[start Task inputs]

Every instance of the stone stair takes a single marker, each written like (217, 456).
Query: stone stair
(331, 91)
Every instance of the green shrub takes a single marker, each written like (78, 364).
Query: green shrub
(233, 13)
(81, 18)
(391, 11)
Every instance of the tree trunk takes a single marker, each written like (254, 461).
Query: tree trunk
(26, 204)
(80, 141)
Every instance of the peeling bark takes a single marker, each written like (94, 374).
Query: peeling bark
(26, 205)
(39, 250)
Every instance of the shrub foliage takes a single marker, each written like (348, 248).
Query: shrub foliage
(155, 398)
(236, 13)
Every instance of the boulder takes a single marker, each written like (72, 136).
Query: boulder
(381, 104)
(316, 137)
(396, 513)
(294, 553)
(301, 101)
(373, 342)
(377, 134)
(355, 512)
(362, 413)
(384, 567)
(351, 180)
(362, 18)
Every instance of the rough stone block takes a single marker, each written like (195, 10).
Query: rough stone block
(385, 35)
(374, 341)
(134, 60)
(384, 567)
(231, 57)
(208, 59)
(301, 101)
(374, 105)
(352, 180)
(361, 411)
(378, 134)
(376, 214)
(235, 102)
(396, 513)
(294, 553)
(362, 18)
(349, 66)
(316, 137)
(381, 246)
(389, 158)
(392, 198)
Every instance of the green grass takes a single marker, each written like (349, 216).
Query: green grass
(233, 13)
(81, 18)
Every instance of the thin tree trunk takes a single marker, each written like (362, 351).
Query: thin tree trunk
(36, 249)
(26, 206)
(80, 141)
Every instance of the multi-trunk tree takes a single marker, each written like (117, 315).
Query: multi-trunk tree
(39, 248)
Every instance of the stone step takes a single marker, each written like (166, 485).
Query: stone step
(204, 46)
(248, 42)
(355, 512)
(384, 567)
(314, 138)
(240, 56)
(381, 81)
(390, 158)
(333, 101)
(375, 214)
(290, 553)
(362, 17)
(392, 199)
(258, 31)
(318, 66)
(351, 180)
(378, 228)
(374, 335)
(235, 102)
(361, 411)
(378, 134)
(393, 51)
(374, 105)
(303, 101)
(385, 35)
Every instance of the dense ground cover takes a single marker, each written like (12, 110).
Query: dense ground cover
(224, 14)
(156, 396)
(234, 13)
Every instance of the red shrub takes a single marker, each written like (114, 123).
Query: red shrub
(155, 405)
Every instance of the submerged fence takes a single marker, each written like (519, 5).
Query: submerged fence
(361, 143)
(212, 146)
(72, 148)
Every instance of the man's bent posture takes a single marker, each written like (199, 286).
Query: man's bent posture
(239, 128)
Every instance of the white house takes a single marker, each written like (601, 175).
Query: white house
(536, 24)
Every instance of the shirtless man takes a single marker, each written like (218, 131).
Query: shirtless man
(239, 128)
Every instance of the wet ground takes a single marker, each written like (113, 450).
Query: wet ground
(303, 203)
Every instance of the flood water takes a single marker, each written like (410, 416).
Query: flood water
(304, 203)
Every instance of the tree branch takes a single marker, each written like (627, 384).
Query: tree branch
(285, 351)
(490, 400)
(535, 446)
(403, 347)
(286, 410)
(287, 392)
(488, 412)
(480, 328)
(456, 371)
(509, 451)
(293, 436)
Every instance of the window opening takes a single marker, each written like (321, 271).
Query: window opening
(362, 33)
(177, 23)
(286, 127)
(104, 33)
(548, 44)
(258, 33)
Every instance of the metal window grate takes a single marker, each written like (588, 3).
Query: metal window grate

[end Task inputs]

Arrange every line of the rows above as a numbered list, leaving out any blank lines.

__Written answer__
1. Every instance of the stone stair takes a single marker, each written like (217, 456).
2. Query: stone stair
3. (331, 91)
4. Every instance of the green shrub takes a single marker, each written like (78, 364).
5. Query: green shrub
6. (233, 13)
7. (81, 18)
8. (391, 11)
9. Every instance of the tree trunk takes a single marker, each written like (254, 461).
10. Query: tree trunk
11. (26, 204)
12. (80, 141)
13. Every instance of the peeling bark takes a single marker, each written like (94, 374).
14. Query: peeling bark
15. (26, 205)
16. (39, 250)
17. Every instance of the shrub foliage takes a single marker, each written like (348, 248).
18. Query: shrub foliage
19. (155, 398)
20. (236, 13)
21. Every instance of the boulder takes a single marker, each written like (72, 136).
22. Query: boulder
23. (381, 104)
24. (316, 137)
25. (396, 513)
26. (294, 553)
27. (301, 101)
28. (373, 342)
29. (377, 134)
30. (355, 512)
31. (362, 413)
32. (384, 567)
33. (351, 180)
34. (362, 18)
35. Every instance of the rough stone block takes a single marker, each written like (195, 10).
36. Query: rough stone block
37. (385, 35)
38. (374, 341)
39. (134, 60)
40. (384, 567)
41. (231, 57)
42. (208, 59)
43. (301, 101)
44. (374, 105)
45. (352, 180)
46. (361, 411)
47. (378, 134)
48. (376, 214)
49. (235, 102)
50. (396, 513)
51. (294, 553)
52. (362, 18)
53. (349, 66)
54. (316, 137)
55. (381, 246)
56. (389, 158)
57. (392, 198)
58. Every instance of the green grass takes a single marker, each written like (349, 216).
59. Query: green grass
60. (233, 13)
61. (81, 18)
62. Every instance of the thin tree trunk takes a single marker, each written like (362, 351).
63. Query: thin tree trunk
64. (36, 249)
65. (26, 206)
66. (80, 141)
67. Every instance of the multi-trunk tree takes a single marker, each written like (117, 315).
68. Query: multi-trunk tree
69. (39, 248)
70. Every instance of the stone step takes a single marker, each written like (166, 485).
71. Query: stone step
72. (204, 46)
73. (248, 42)
74. (355, 512)
75. (384, 567)
76. (314, 138)
77. (240, 56)
78. (381, 81)
79. (390, 158)
80. (333, 101)
81. (375, 214)
82. (290, 553)
83. (362, 17)
84. (392, 199)
85. (258, 31)
86. (318, 66)
87. (351, 180)
88. (378, 228)
89. (374, 335)
90. (235, 102)
91. (361, 411)
92. (378, 134)
93. (393, 51)
94. (374, 105)
95. (303, 101)
96. (385, 35)
97. Every instance of the dense ground cover takes a single marker, each written like (12, 110).
98. Query: dense ground cover
99. (224, 14)
100. (156, 396)
101. (234, 13)
102. Every instance of the red shrub takes a single marker, each written like (114, 123).
103. Query: red shrub
104. (155, 405)
105. Every instance of the submerged fence takes a single marker, each written like (519, 5).
106. Query: submerged fence
107. (361, 143)
108. (212, 146)
109. (72, 148)
110. Every instance of the man's bent posture takes a single marker, each written like (199, 286).
111. Query: man's bent posture
112. (239, 128)
113. Every instance of the white house takes a single marker, each written like (601, 175).
114. Query: white house
115. (536, 24)
116. Every instance of the shirtless man takes a single marker, each written like (218, 131).
117. Query: shirtless man
118. (239, 128)
119. Every instance of the wet ground takes a single marker, each written like (113, 450).
120. Query: wet ground
121. (303, 203)
122. Every instance of the flood water takes a single marker, each written like (410, 416).
123. Query: flood water
124. (304, 203)
125. Every instance of the tree branch takes a single marker, each written like (627, 384).
126. Query: tree branch
127. (285, 351)
128. (490, 400)
129. (535, 446)
130. (403, 347)
131. (286, 410)
132. (287, 392)
133. (488, 412)
134. (480, 328)
135. (456, 371)
136. (509, 451)
137. (293, 436)
138. Every instance of the window opening takes a single marker, each written like (321, 271).
139. Query: window opening
140. (362, 33)
141. (177, 23)
142. (286, 127)
143. (104, 33)
144. (548, 44)
145. (258, 33)
146. Every instance of the metal window grate takes a single marker, each written like (588, 3).
147. Query: metal window grate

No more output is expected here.